- _Task description_: Reproduce the listing below line for line, without changing anything, and leave the pictures out of your copy.

- _Extracted data_:

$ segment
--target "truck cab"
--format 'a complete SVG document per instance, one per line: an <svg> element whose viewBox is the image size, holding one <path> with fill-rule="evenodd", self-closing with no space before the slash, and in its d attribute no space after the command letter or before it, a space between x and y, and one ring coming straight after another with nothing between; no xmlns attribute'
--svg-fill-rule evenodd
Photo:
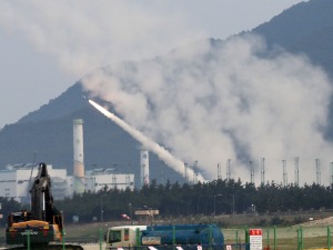
<svg viewBox="0 0 333 250"><path fill-rule="evenodd" d="M109 228L105 234L105 249L130 248L140 244L140 237L147 226L119 226Z"/></svg>

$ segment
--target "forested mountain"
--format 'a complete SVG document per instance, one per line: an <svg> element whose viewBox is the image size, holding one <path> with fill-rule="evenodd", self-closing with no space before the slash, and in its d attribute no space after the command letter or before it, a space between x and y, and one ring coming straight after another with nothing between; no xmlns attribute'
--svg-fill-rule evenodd
<svg viewBox="0 0 333 250"><path fill-rule="evenodd" d="M282 47L293 53L306 54L313 63L333 76L333 1L311 0L299 3L271 21L250 31L264 37L271 48ZM212 40L214 46L223 43ZM163 60L160 57L159 60ZM140 62L138 62L140 63ZM115 167L119 172L140 174L140 143L110 120L92 110L83 98L80 81L61 96L33 111L19 122L0 131L0 167L9 163L44 161L56 168L72 172L72 120L84 120L85 169ZM327 136L333 138L333 104ZM150 158L151 178L159 182L181 180L173 170L165 168L153 153Z"/></svg>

- _Result of this task_:
$ segment
--target "truck cab"
--format 'a complete SVG document per instance, one per line: an <svg> element whose viewBox is the image size, holding one <path> with fill-rule="evenodd", self-closing with no space before the slash, and in its d attribute no space after the command letter or before it, a space between x and y, and one ring coming straight after another with nothing between; no xmlns attribute'
--svg-fill-rule evenodd
Photo:
<svg viewBox="0 0 333 250"><path fill-rule="evenodd" d="M109 228L105 234L105 249L130 248L140 244L140 237L147 226L119 226Z"/></svg>

$ segment
--target "forested mountain"
--format 'a complete SVG document per instance, one per line: an <svg> element whose viewBox is the image size, holding one <path> with fill-rule="evenodd", self-closing with no space before the slash, and in its d attribute no space after the command letter or before it, a space between x and y, and one ring coming straight after another with nothing between; no xmlns attribute'
--svg-fill-rule evenodd
<svg viewBox="0 0 333 250"><path fill-rule="evenodd" d="M282 47L293 53L306 54L313 63L333 76L333 1L311 0L299 3L271 21L250 31L264 37L271 48ZM212 40L214 46L223 43ZM163 60L160 57L159 60ZM140 62L138 62L140 63ZM115 167L119 172L140 174L140 143L110 120L92 110L83 98L80 81L61 96L33 111L19 122L0 131L0 167L9 163L44 161L56 168L72 172L72 120L84 120L85 169ZM327 136L333 138L333 104ZM150 158L151 178L159 182L181 180L173 170L165 168L153 153Z"/></svg>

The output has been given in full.